Source text:
[start]

- Cover of the first Japanese manga volume, featuring Tasuku Kurosaki (top) and Teru Kurebayashi (bottom)

電撃デイジ (Dengeki Deijī)
- Genre: Romance
- Written by: Kyousuke Motomi
- Published by: Shogakukan
- English publisher: NA: Viz Media;
- Imprint: Flower Comics
- Magazine: Betsucomi
- Original run: May 12, 2007 – October 12, 2013
- Volumes: 16 (List of volumes)
- Directed by: Souta Ueno
- Written by: Sawako Hirabayashi
- Music by: Masaru Yokoyama
- Studio: Studio Deen
- Licensed by: Crunchyroll
- Original run: January 2027 – scheduled
- Anime and manga portal

= Dengeki Daisy =

Japanese shōjo manga series by Kyousuke Motomi

Dengeki Daisy (電撃デイジー, Dengeki Deijī) is a Japanese manga series written and illustrated by Kyousuke Motomi. It was serialized in Shogakukan's Betsucomi magazine from May 2007 to October 2013. Shogakukan later collected the individual chapters into 16 bound volumes under the Flower Comics imprint. Viz Media licensed the series for an English-language release in North America. An anime television series adaptation produced by Studio Deen is set to premiere in January 2027.

==Plot==
When Teru's older brother died, she was left with little more than a cellphone containing the address of an elusive character called Daisy, whom Teru's brother said would watch over her. Daisy became Teru's pillar of strength over the next few years, as he sent her encouraging words through his phone, whether inspiring or mere chatter, as she faces her life alone.

[end]

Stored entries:

[start]

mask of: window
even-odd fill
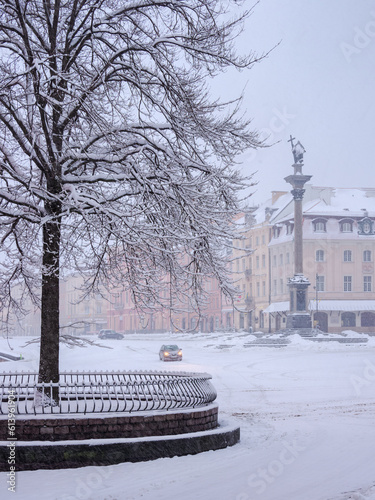
[[[341,326],[355,326],[355,313],[352,312],[342,313]]]
[[[371,262],[371,250],[365,250],[363,252],[363,262]]]
[[[324,276],[316,276],[316,290],[317,292],[324,292]]]
[[[352,251],[344,250],[344,262],[352,262]]]
[[[315,254],[316,262],[324,262],[324,250],[317,250]]]
[[[313,221],[314,231],[316,233],[325,233],[326,232],[326,224],[327,221],[325,219],[316,219]]]
[[[361,326],[375,326],[375,314],[372,312],[364,312],[361,314]]]
[[[342,233],[353,232],[353,222],[351,220],[344,220],[340,222],[340,230]]]
[[[352,291],[352,277],[344,276],[344,292]]]
[[[363,291],[371,292],[372,289],[372,277],[371,276],[363,276]]]
[[[293,224],[287,224],[286,226],[286,234],[292,234],[293,233]]]

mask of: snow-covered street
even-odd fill
[[[356,334],[354,334],[356,335]],[[27,500],[375,499],[375,337],[366,344],[312,342],[249,347],[250,335],[128,335],[113,349],[62,348],[62,370],[182,370],[211,373],[221,424],[241,426],[232,448],[200,455],[60,471],[18,472],[16,495],[0,475],[1,498]],[[164,342],[184,358],[162,363]],[[36,370],[38,347],[2,369]],[[9,352],[6,340],[0,350]]]

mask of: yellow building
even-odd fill
[[[274,213],[270,250],[270,330],[285,327],[293,276],[293,213]],[[323,331],[374,331],[375,189],[307,185],[303,203],[303,272],[311,285],[313,324]]]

[end]

Problem to work on: Could you turn the paragraph of the Dengeki Daisy article that begins "Dengeki Daisy (電撃デイジー, Dengeki Deijī) is a Japanese manga series" into a short bulleted list that keeps its main facts? This material comes from a separate source.

Written response:
- Japanese manga series written and illustrated by Kyousuke Motomi
- Serialized in Shogakukan's Betsucomi magazine from May 2007 to October 2013
- Collected by Shogakukan into 16 volumes under the Flower Comics imprint
- Licensed by Viz Media for an English-language release in North America
- Anime television adaptation by Studio Deen set to premiere in January 2027